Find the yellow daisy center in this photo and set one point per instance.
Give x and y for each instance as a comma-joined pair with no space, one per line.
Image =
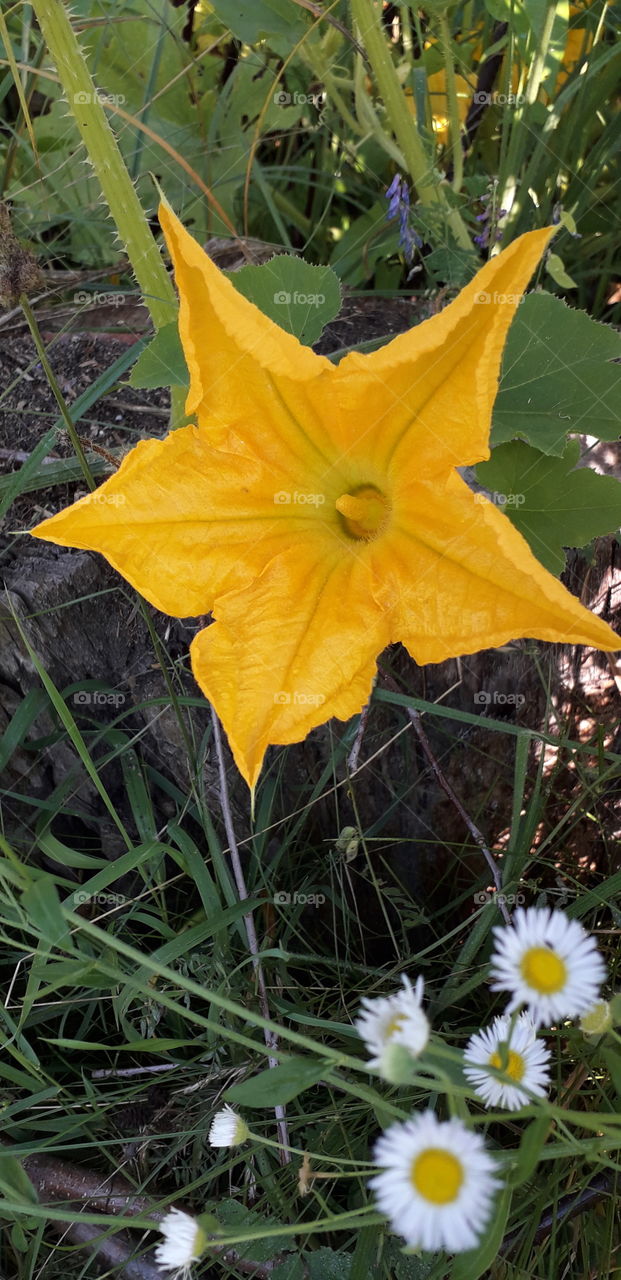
543,970
364,512
515,1065
437,1175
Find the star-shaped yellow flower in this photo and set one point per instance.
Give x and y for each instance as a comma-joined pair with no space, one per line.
315,510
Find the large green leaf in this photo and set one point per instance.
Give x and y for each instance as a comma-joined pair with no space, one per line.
557,378
300,297
549,502
255,19
163,362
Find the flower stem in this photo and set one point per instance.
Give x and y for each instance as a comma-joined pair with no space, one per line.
421,172
452,105
270,1040
106,160
58,394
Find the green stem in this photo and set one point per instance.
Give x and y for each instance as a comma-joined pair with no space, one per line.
106,160
429,191
453,109
58,394
511,192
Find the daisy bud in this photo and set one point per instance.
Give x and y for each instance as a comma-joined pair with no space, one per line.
185,1240
395,1031
228,1129
597,1020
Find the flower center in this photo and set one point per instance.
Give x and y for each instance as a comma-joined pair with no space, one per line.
395,1025
437,1175
543,970
364,512
514,1066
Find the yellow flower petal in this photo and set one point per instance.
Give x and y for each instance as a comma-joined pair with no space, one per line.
183,522
291,650
315,510
467,580
424,401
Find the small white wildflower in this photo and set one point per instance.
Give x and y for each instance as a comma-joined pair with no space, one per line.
228,1129
393,1023
437,1184
183,1243
548,963
526,1060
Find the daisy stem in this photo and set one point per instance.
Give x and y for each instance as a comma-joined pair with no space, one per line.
58,394
302,1151
249,920
420,168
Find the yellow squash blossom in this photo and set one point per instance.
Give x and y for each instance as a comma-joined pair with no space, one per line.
315,508
438,101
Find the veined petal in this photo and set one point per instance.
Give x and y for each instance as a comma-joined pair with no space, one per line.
291,650
424,401
185,522
238,359
467,579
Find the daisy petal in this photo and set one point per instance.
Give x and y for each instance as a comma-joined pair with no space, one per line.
437,1183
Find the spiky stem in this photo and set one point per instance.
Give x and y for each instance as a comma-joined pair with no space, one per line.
106,160
105,156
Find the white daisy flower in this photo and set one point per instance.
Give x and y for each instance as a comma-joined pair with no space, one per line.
183,1243
228,1129
524,1060
548,963
437,1184
393,1023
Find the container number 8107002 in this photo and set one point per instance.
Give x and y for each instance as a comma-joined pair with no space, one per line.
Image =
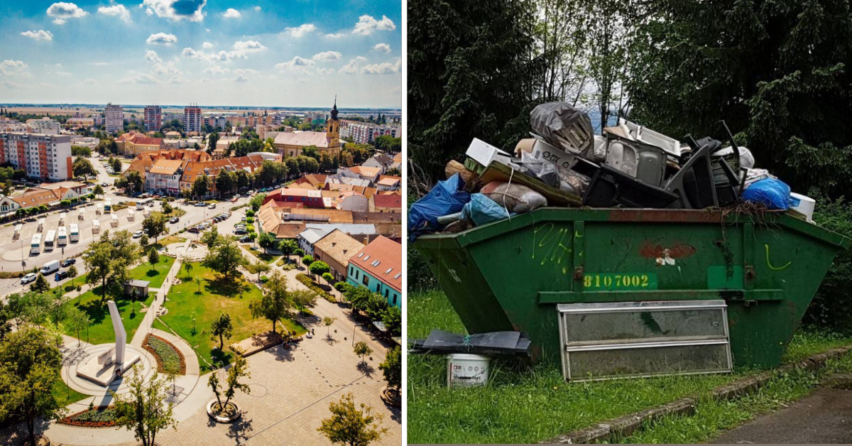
609,281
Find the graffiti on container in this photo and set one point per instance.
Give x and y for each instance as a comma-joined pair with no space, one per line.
552,245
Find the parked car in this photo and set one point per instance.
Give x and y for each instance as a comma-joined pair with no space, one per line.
28,278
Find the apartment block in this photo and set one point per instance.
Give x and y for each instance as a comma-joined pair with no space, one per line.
153,118
44,126
114,118
41,156
192,119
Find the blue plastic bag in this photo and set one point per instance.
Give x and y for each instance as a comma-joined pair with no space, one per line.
447,197
482,210
771,192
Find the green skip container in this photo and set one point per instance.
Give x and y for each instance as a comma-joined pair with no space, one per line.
518,274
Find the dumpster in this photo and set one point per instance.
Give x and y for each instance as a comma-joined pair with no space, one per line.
523,273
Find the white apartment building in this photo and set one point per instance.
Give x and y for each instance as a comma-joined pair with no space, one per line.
153,118
41,156
192,119
366,133
114,118
44,126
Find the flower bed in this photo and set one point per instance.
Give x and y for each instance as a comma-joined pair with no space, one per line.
102,416
308,282
167,355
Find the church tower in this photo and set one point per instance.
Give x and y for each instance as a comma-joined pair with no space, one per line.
332,130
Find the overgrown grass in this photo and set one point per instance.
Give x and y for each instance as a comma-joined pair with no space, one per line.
712,417
193,307
523,404
100,330
156,274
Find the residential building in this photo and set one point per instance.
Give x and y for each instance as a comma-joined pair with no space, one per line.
43,126
153,118
192,119
378,267
335,249
327,143
113,118
134,143
163,177
41,156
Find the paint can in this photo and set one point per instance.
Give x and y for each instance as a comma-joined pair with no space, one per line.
466,370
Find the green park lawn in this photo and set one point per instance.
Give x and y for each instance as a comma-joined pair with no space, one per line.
155,275
528,404
193,307
100,331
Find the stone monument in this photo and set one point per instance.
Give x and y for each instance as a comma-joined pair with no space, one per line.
106,367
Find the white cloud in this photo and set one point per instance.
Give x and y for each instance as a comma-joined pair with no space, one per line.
139,79
301,30
161,39
327,56
63,11
297,65
192,10
38,35
367,25
152,57
383,68
116,10
248,46
353,65
13,67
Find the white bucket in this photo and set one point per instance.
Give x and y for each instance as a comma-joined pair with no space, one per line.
803,205
465,370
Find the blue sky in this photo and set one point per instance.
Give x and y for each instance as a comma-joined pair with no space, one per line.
211,52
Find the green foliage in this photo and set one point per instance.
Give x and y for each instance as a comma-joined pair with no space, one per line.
352,425
392,368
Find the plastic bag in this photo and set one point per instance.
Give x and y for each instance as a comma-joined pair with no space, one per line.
771,192
446,197
563,126
482,210
516,198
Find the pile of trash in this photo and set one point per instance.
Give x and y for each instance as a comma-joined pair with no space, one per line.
565,164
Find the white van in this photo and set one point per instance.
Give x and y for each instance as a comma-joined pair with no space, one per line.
50,267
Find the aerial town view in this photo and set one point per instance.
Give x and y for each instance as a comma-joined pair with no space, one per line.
200,223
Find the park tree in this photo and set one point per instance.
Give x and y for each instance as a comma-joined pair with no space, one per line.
221,328
351,424
211,238
144,409
155,225
225,258
30,362
392,368
276,303
201,186
362,349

★ ★ ★ ★ ★

* Exercise details *
Retype, exactly and in full, the lines above from the one containing "Find the plastic" through the one containing "Find the pile".

* Response *
Find the plastic bag in this photo and set one point per instance.
Give x and y for each instance as a comma-joined pair with no space, one per line.
771,192
446,197
563,126
482,210
516,198
Find the pile of trash in this photo and set one point per instance.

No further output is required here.